[Exercise goal] Report each line of the listing below that holds "target".

■ ■ ■ ■

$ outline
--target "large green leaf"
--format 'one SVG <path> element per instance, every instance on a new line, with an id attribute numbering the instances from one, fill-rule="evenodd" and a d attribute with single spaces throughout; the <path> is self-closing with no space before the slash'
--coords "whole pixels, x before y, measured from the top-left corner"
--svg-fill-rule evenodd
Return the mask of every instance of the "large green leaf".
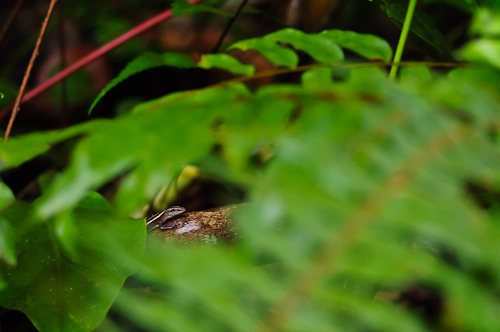
<path id="1" fill-rule="evenodd" d="M 91 331 L 104 318 L 145 244 L 143 220 L 116 214 L 99 195 L 75 209 L 76 251 L 69 255 L 51 222 L 28 223 L 19 206 L 7 217 L 17 237 L 17 265 L 2 264 L 8 286 L 0 305 L 24 312 L 40 331 Z"/>

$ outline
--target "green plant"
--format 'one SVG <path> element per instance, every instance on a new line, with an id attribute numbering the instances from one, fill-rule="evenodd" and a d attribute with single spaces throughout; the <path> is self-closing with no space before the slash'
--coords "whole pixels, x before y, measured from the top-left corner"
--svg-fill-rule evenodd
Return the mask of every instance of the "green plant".
<path id="1" fill-rule="evenodd" d="M 476 43 L 463 56 L 496 65 Z M 500 183 L 499 73 L 408 66 L 393 82 L 383 39 L 340 30 L 284 29 L 231 48 L 255 49 L 300 82 L 251 91 L 253 67 L 227 54 L 145 54 L 92 107 L 154 66 L 247 76 L 2 144 L 10 169 L 81 137 L 33 203 L 1 187 L 0 305 L 48 331 L 92 330 L 113 301 L 155 331 L 497 331 L 498 210 L 468 188 Z M 378 62 L 348 63 L 344 49 Z M 144 221 L 126 217 L 185 164 L 247 190 L 233 246 L 145 248 Z M 93 191 L 117 176 L 111 207 Z M 154 289 L 119 291 L 134 272 Z M 414 285 L 442 298 L 437 318 L 384 296 Z"/>

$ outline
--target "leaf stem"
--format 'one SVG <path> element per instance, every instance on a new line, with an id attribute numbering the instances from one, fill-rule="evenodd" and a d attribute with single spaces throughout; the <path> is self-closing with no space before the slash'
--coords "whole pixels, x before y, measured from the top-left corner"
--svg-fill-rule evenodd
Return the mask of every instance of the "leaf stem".
<path id="1" fill-rule="evenodd" d="M 389 79 L 394 81 L 398 73 L 399 62 L 403 56 L 403 50 L 405 48 L 406 39 L 408 37 L 408 32 L 410 31 L 411 21 L 413 18 L 413 13 L 415 12 L 415 7 L 417 6 L 417 0 L 410 0 L 408 4 L 408 10 L 406 11 L 405 21 L 403 23 L 403 29 L 401 30 L 401 36 L 399 36 L 398 47 L 396 48 L 396 54 L 394 55 L 394 61 L 391 66 L 391 71 L 389 73 Z"/>

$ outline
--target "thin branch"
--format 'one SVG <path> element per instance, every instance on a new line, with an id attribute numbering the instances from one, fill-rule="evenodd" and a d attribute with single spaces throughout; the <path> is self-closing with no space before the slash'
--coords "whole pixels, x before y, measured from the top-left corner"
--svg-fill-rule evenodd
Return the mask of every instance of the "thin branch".
<path id="1" fill-rule="evenodd" d="M 47 15 L 42 23 L 42 28 L 40 29 L 40 34 L 38 35 L 38 39 L 36 40 L 35 49 L 31 54 L 31 59 L 28 64 L 28 68 L 26 69 L 26 73 L 23 77 L 23 82 L 21 84 L 21 88 L 19 89 L 19 93 L 17 94 L 16 102 L 14 103 L 14 108 L 12 109 L 12 113 L 10 115 L 9 124 L 7 125 L 7 129 L 5 130 L 4 140 L 7 141 L 9 139 L 10 131 L 12 130 L 12 125 L 14 124 L 14 120 L 16 118 L 17 112 L 19 111 L 19 105 L 21 104 L 21 99 L 24 95 L 24 90 L 26 89 L 26 84 L 28 83 L 28 78 L 31 74 L 31 69 L 33 68 L 33 64 L 35 63 L 35 59 L 38 56 L 38 50 L 40 49 L 40 44 L 42 43 L 43 35 L 45 34 L 45 30 L 47 29 L 47 25 L 49 24 L 50 16 L 52 15 L 52 10 L 56 5 L 57 0 L 51 0 L 49 5 L 49 10 L 47 11 Z"/>
<path id="2" fill-rule="evenodd" d="M 189 3 L 198 3 L 202 2 L 203 0 L 188 0 Z M 88 65 L 90 62 L 96 60 L 97 58 L 103 56 L 104 54 L 112 51 L 113 49 L 117 48 L 121 44 L 125 43 L 129 39 L 137 36 L 138 34 L 143 33 L 144 31 L 148 30 L 149 28 L 157 25 L 158 23 L 163 22 L 166 19 L 169 19 L 172 17 L 172 9 L 168 9 L 157 16 L 147 20 L 146 22 L 142 23 L 141 25 L 136 26 L 135 28 L 127 31 L 123 35 L 119 36 L 118 38 L 110 41 L 106 45 L 98 48 L 94 52 L 90 53 L 89 55 L 83 57 L 82 59 L 78 60 L 68 68 L 60 71 L 56 75 L 52 76 L 49 78 L 47 81 L 43 82 L 42 84 L 38 85 L 34 89 L 28 91 L 26 95 L 24 96 L 22 102 L 27 102 L 28 100 L 38 96 L 39 94 L 45 92 L 46 90 L 50 89 L 52 86 L 57 84 L 59 81 L 62 79 L 68 77 L 69 75 L 73 74 L 75 71 L 81 69 L 82 67 Z M 10 112 L 10 108 L 8 109 L 3 109 L 0 111 L 0 119 L 5 117 L 8 113 Z"/>
<path id="3" fill-rule="evenodd" d="M 224 31 L 222 31 L 222 34 L 219 37 L 219 40 L 217 41 L 217 44 L 215 45 L 212 53 L 217 53 L 219 51 L 219 47 L 222 45 L 222 42 L 224 41 L 224 38 L 226 38 L 227 34 L 229 33 L 229 30 L 233 26 L 234 22 L 236 22 L 236 19 L 241 13 L 241 10 L 246 6 L 248 0 L 243 0 L 241 1 L 238 9 L 236 9 L 236 13 L 234 13 L 233 17 L 227 22 L 226 27 L 224 28 Z"/>

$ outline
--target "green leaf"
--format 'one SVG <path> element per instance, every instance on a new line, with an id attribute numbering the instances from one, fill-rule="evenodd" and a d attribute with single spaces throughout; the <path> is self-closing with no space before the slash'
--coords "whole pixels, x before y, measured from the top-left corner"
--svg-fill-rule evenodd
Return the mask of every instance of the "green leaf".
<path id="1" fill-rule="evenodd" d="M 316 68 L 302 74 L 302 85 L 312 91 L 331 89 L 332 70 L 330 68 Z"/>
<path id="2" fill-rule="evenodd" d="M 255 68 L 251 65 L 244 65 L 235 58 L 227 54 L 205 54 L 201 56 L 198 67 L 204 69 L 220 68 L 230 71 L 236 75 L 253 75 Z"/>
<path id="3" fill-rule="evenodd" d="M 13 266 L 17 264 L 15 234 L 12 226 L 4 218 L 0 218 L 0 260 L 5 264 Z M 5 282 L 0 278 L 0 289 L 3 289 Z"/>
<path id="4" fill-rule="evenodd" d="M 299 63 L 299 57 L 291 49 L 281 47 L 276 41 L 264 38 L 253 38 L 237 42 L 228 49 L 240 49 L 242 51 L 256 50 L 277 66 L 295 68 Z"/>
<path id="5" fill-rule="evenodd" d="M 327 30 L 319 34 L 305 34 L 296 29 L 283 29 L 262 38 L 253 38 L 233 44 L 229 49 L 255 49 L 278 66 L 296 67 L 297 55 L 278 43 L 292 45 L 309 54 L 318 63 L 335 63 L 344 59 L 340 47 L 347 48 L 370 60 L 389 61 L 392 49 L 383 39 L 352 31 Z"/>
<path id="6" fill-rule="evenodd" d="M 109 120 L 95 120 L 75 125 L 60 131 L 34 133 L 13 137 L 0 143 L 0 169 L 16 167 L 47 151 L 51 145 L 73 136 L 81 135 L 101 126 Z"/>
<path id="7" fill-rule="evenodd" d="M 0 182 L 0 211 L 7 209 L 14 200 L 15 197 L 10 188 Z M 8 265 L 16 264 L 14 232 L 3 217 L 0 217 L 0 260 Z M 2 288 L 2 283 L 0 283 L 0 288 Z"/>
<path id="8" fill-rule="evenodd" d="M 338 44 L 322 35 L 308 35 L 296 29 L 283 29 L 264 38 L 290 44 L 295 49 L 308 53 L 319 63 L 334 63 L 344 59 L 344 53 Z"/>
<path id="9" fill-rule="evenodd" d="M 140 57 L 131 61 L 121 72 L 115 77 L 111 82 L 106 85 L 106 87 L 99 93 L 99 95 L 94 99 L 92 105 L 89 108 L 89 114 L 92 112 L 94 107 L 99 103 L 99 101 L 115 86 L 123 82 L 130 76 L 137 74 L 141 71 L 162 67 L 162 66 L 174 66 L 177 68 L 192 68 L 196 65 L 194 64 L 191 57 L 187 54 L 181 53 L 145 53 Z"/>
<path id="10" fill-rule="evenodd" d="M 243 85 L 231 85 L 167 96 L 140 105 L 140 111 L 115 119 L 105 130 L 89 133 L 75 149 L 69 167 L 36 201 L 37 213 L 45 219 L 69 209 L 89 190 L 125 171 L 129 173 L 116 203 L 124 212 L 134 211 L 183 165 L 212 149 L 215 137 L 210 124 L 219 114 L 230 113 L 227 105 L 246 94 Z"/>
<path id="11" fill-rule="evenodd" d="M 74 218 L 76 256 L 55 241 L 48 224 L 13 220 L 18 264 L 2 266 L 8 287 L 0 304 L 24 312 L 40 331 L 93 330 L 144 250 L 144 221 L 117 215 L 97 194 L 81 202 Z"/>
<path id="12" fill-rule="evenodd" d="M 467 43 L 460 51 L 471 62 L 500 68 L 500 40 L 482 38 Z"/>
<path id="13" fill-rule="evenodd" d="M 500 11 L 489 8 L 479 8 L 474 15 L 470 33 L 489 38 L 499 37 Z"/>
<path id="14" fill-rule="evenodd" d="M 392 59 L 392 48 L 389 43 L 374 35 L 342 30 L 326 30 L 319 35 L 369 60 Z"/>

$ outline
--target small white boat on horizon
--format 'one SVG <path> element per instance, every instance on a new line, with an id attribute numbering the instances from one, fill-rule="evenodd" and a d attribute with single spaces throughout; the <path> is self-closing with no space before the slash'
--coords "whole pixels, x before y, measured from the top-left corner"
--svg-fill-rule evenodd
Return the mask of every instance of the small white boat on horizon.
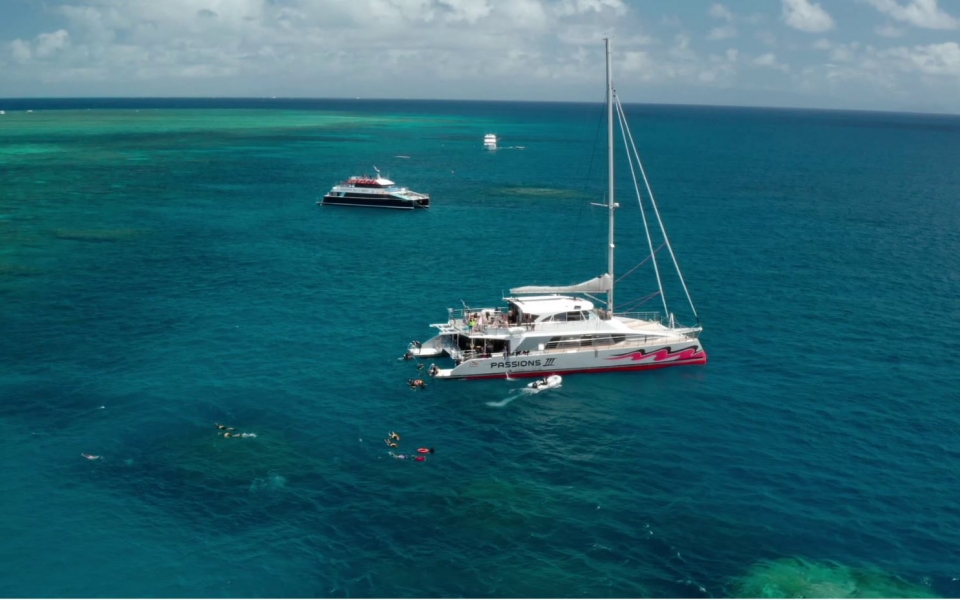
<path id="1" fill-rule="evenodd" d="M 484 146 L 486 149 L 488 149 L 488 150 L 496 150 L 496 149 L 497 149 L 497 134 L 495 134 L 495 133 L 488 133 L 487 135 L 483 136 L 483 146 Z"/>

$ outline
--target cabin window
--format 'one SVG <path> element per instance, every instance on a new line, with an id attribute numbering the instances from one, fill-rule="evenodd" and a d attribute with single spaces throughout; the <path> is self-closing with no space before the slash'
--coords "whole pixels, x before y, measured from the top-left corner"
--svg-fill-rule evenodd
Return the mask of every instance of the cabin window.
<path id="1" fill-rule="evenodd" d="M 613 344 L 619 344 L 627 338 L 623 334 L 598 334 L 598 335 L 567 335 L 567 336 L 555 336 L 550 338 L 550 341 L 546 343 L 546 348 L 549 349 L 561 349 L 561 348 L 590 348 L 593 346 L 611 346 Z"/>

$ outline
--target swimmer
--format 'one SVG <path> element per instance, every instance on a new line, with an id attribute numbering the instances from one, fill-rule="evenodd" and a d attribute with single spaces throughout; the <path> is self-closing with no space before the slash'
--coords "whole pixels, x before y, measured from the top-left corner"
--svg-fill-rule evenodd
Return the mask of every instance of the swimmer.
<path id="1" fill-rule="evenodd" d="M 247 438 L 247 437 L 257 437 L 257 434 L 255 434 L 255 433 L 241 433 L 241 434 L 240 434 L 240 437 L 245 437 L 245 438 Z"/>
<path id="2" fill-rule="evenodd" d="M 427 460 L 427 457 L 426 457 L 426 456 L 414 456 L 414 457 L 413 457 L 413 460 L 415 460 L 415 461 L 417 461 L 417 462 L 424 462 L 424 461 Z"/>
<path id="3" fill-rule="evenodd" d="M 433 454 L 433 448 L 417 448 L 420 454 Z"/>
<path id="4" fill-rule="evenodd" d="M 397 441 L 399 442 L 399 441 L 400 441 L 400 436 L 397 434 L 396 431 L 391 431 L 391 432 L 390 432 L 390 439 L 391 439 L 391 440 L 397 440 Z"/>
<path id="5" fill-rule="evenodd" d="M 409 350 L 403 355 L 403 360 L 410 360 L 412 358 L 413 358 L 413 352 L 410 352 Z"/>
<path id="6" fill-rule="evenodd" d="M 220 431 L 233 431 L 233 427 L 227 427 L 226 425 L 221 425 L 220 423 L 214 423 L 217 426 L 217 429 Z"/>
<path id="7" fill-rule="evenodd" d="M 84 457 L 87 460 L 100 460 L 101 458 L 103 458 L 102 456 L 98 456 L 96 454 L 87 454 L 86 452 L 81 452 L 80 456 Z"/>
<path id="8" fill-rule="evenodd" d="M 386 444 L 386 445 L 388 445 L 388 446 L 390 446 L 391 448 L 396 448 L 396 447 L 397 447 L 397 443 L 394 442 L 393 440 L 391 440 L 390 438 L 387 438 L 387 439 L 383 440 L 383 443 Z"/>
<path id="9" fill-rule="evenodd" d="M 407 385 L 410 386 L 411 390 L 415 390 L 417 388 L 424 389 L 425 387 L 427 387 L 427 384 L 424 383 L 422 379 L 408 379 Z"/>
<path id="10" fill-rule="evenodd" d="M 408 458 L 410 458 L 410 456 L 406 454 L 394 454 L 393 452 L 390 453 L 390 456 L 394 457 L 397 460 L 407 460 Z"/>

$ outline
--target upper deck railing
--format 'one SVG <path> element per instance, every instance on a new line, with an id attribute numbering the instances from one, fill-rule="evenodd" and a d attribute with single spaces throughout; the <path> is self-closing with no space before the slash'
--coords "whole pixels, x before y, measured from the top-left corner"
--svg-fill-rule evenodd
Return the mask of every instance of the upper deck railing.
<path id="1" fill-rule="evenodd" d="M 495 307 L 495 308 L 451 308 L 448 309 L 449 320 L 447 323 L 443 324 L 434 324 L 434 327 L 438 327 L 446 331 L 456 331 L 464 335 L 469 335 L 471 333 L 478 333 L 484 335 L 510 335 L 512 333 L 511 329 L 516 327 L 522 327 L 526 331 L 550 331 L 556 329 L 558 325 L 566 325 L 567 323 L 589 323 L 592 320 L 583 320 L 583 321 L 530 321 L 518 319 L 517 315 L 511 317 L 509 313 L 509 308 L 507 307 Z M 600 309 L 598 311 L 600 320 L 606 320 L 604 318 L 605 311 Z M 644 321 L 648 323 L 661 323 L 662 319 L 660 318 L 659 312 L 624 312 L 616 313 L 616 317 L 620 319 L 634 319 L 637 321 Z M 515 329 L 514 329 L 515 331 Z"/>

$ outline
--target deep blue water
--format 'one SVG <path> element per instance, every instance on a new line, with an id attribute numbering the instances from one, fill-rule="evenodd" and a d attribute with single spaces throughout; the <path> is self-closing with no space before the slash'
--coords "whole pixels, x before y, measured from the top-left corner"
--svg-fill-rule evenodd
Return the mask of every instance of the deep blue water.
<path id="1" fill-rule="evenodd" d="M 628 106 L 709 363 L 491 406 L 397 358 L 602 272 L 600 104 L 0 109 L 0 595 L 960 595 L 960 118 Z M 431 209 L 316 205 L 373 165 Z"/>

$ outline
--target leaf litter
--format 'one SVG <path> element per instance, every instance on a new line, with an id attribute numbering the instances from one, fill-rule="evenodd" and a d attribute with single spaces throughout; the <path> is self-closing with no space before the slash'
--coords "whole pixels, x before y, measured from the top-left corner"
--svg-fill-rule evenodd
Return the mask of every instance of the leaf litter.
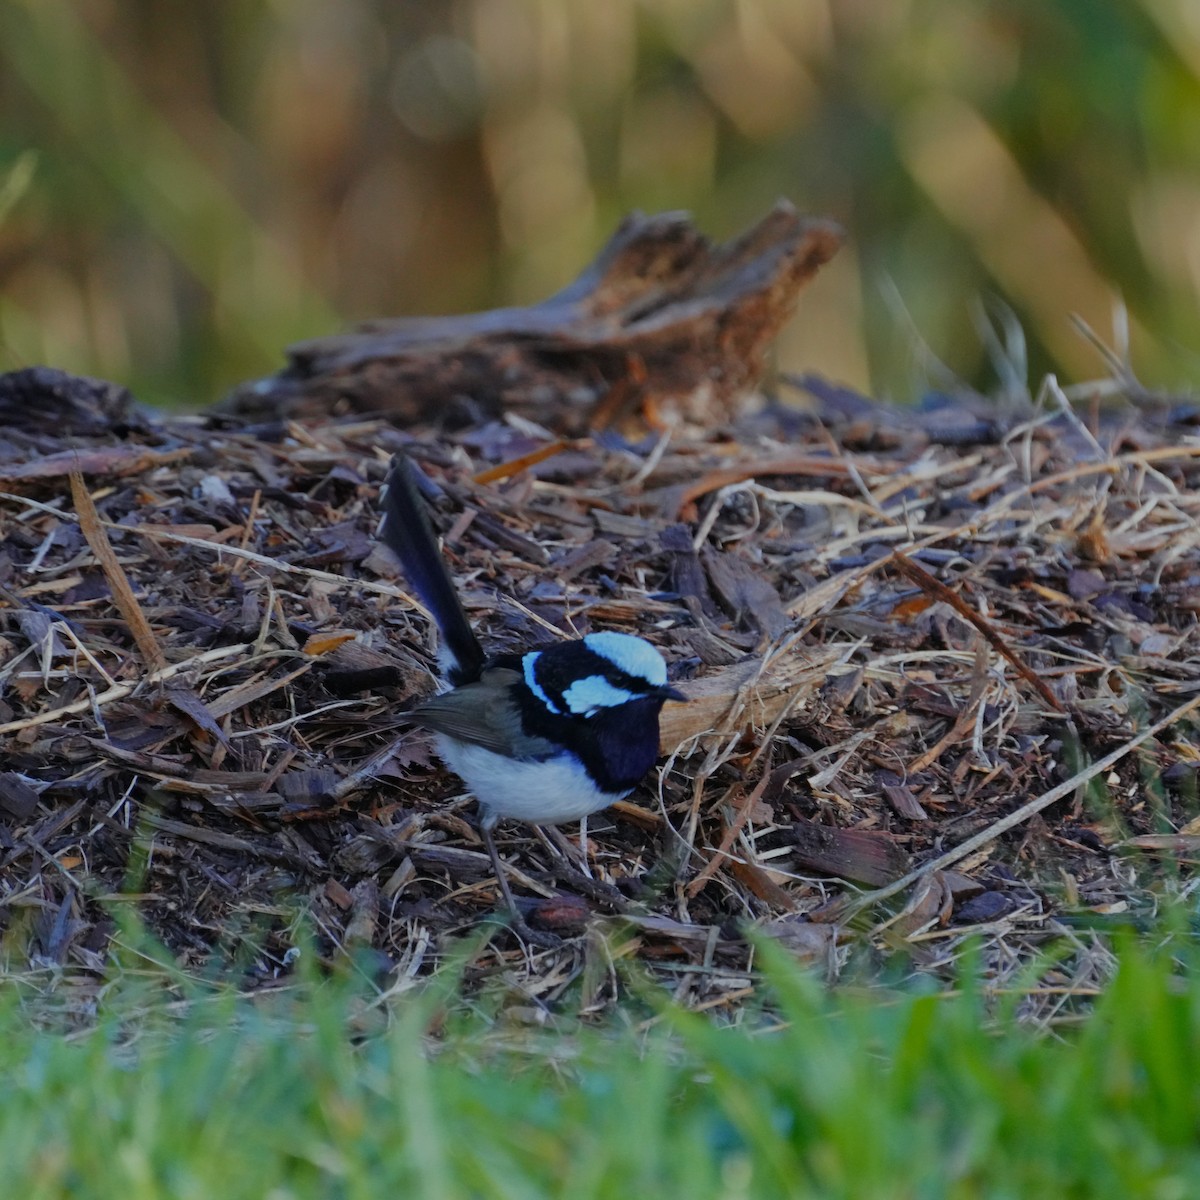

■ ■ ■ ■

[Expected answer]
--target "large green leaf"
--target "green plant"
--target "leaf stem"
--target "thin branch"
--target "green leaf"
--target small white boat on horizon
--target cabin window
--target swimmer
--target upper deck railing
--target deep blue water
--target leaf litter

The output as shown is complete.